Begin at the line containing "Provide one point per instance of the lamp" and give again every line to the end of the records, exactly, without the pictures.

[Coordinate labeling data]
________________________________________

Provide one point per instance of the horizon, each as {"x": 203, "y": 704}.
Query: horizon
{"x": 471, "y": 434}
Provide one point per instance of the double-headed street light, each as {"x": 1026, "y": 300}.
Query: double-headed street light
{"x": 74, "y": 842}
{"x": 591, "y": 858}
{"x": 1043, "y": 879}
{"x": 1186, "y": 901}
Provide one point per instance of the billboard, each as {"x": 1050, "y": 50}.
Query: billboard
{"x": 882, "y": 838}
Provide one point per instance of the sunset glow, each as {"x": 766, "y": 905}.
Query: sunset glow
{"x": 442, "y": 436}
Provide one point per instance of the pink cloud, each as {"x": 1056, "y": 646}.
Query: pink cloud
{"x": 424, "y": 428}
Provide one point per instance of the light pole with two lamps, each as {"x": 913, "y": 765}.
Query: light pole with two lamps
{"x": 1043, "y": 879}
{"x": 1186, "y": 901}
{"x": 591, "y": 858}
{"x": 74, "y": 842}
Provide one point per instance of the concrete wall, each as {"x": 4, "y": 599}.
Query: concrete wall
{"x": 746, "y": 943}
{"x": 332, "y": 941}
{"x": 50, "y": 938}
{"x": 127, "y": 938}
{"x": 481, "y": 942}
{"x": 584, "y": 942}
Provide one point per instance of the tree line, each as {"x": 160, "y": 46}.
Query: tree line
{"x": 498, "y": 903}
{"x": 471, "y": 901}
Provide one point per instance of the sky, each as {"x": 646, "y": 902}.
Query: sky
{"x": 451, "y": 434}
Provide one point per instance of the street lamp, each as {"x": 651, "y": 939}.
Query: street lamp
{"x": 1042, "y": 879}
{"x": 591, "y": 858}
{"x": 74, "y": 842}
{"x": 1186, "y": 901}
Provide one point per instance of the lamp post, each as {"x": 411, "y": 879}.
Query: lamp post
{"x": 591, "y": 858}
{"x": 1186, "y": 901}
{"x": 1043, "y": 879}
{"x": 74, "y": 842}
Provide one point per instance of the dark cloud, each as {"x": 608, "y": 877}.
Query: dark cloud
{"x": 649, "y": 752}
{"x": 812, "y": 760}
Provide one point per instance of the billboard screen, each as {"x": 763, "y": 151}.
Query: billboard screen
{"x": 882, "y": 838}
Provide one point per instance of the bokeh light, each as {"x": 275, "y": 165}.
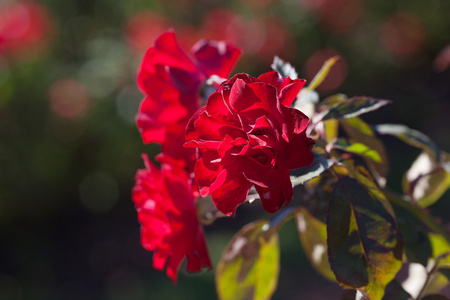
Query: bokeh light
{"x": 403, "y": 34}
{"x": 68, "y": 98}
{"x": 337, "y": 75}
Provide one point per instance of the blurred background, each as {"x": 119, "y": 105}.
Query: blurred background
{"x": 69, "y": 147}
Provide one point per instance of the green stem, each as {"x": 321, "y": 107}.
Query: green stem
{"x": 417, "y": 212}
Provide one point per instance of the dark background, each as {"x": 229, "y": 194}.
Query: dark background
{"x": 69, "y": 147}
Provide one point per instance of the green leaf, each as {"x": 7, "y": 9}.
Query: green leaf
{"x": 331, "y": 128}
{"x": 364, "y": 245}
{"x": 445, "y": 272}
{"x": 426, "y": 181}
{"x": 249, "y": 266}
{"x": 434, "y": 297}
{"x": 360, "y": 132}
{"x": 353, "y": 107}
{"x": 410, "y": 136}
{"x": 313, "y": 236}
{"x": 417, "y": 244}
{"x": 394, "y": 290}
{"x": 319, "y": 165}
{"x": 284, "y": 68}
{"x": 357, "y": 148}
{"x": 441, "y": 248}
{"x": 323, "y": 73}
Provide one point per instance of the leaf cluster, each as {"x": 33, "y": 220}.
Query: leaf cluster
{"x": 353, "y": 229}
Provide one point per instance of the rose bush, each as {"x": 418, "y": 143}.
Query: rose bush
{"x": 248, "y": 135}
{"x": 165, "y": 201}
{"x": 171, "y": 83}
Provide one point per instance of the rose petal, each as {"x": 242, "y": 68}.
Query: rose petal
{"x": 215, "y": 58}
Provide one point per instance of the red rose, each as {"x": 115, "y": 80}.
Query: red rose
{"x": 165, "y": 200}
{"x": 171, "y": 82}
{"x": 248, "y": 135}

________________________________________

* [Reply]:
Provide one point per instance of the lamp post, each as {"x": 411, "y": 879}.
Query: lamp post
{"x": 591, "y": 858}
{"x": 1186, "y": 901}
{"x": 1043, "y": 879}
{"x": 74, "y": 842}
Provide one point per instance of the dark cloud, each as {"x": 608, "y": 877}.
Query: dark cloud
{"x": 649, "y": 752}
{"x": 812, "y": 760}
Provide one point per instance of the billboard screen, each as {"x": 763, "y": 151}.
Query: billboard screen
{"x": 882, "y": 838}
Provide one point per instance of the bokeh light, each as {"x": 275, "y": 165}.
Query: bokeh light
{"x": 403, "y": 34}
{"x": 68, "y": 98}
{"x": 337, "y": 75}
Provide one point per instance of the blurred background, each as {"x": 119, "y": 105}.
Query: blurred background
{"x": 69, "y": 147}
Provide one point per instance of the green stem, each as {"x": 321, "y": 107}.
Query: green stem
{"x": 417, "y": 212}
Provide one point per instance of the dark background, each as {"x": 229, "y": 194}.
Query: dark background
{"x": 69, "y": 147}
Provide one point per instance of the green leaf, each as {"x": 7, "y": 9}.
Query: green leaf
{"x": 331, "y": 128}
{"x": 364, "y": 245}
{"x": 445, "y": 272}
{"x": 426, "y": 181}
{"x": 249, "y": 266}
{"x": 434, "y": 297}
{"x": 360, "y": 132}
{"x": 353, "y": 107}
{"x": 410, "y": 136}
{"x": 313, "y": 236}
{"x": 417, "y": 244}
{"x": 394, "y": 290}
{"x": 319, "y": 165}
{"x": 284, "y": 68}
{"x": 357, "y": 148}
{"x": 441, "y": 248}
{"x": 323, "y": 73}
Provide one point per instance of the leaf cluster, each as {"x": 33, "y": 220}.
Query: leaf cluster
{"x": 353, "y": 229}
Provide one point per instance of the rose bush, each as {"x": 418, "y": 143}.
Query: rose bush
{"x": 248, "y": 135}
{"x": 165, "y": 201}
{"x": 171, "y": 83}
Provide one point per instance of the rose petal, each as {"x": 242, "y": 68}.
Query: rose petal
{"x": 215, "y": 58}
Provide one point per instance of the red rose, each as {"x": 115, "y": 80}.
Query: red rose
{"x": 165, "y": 200}
{"x": 171, "y": 82}
{"x": 248, "y": 135}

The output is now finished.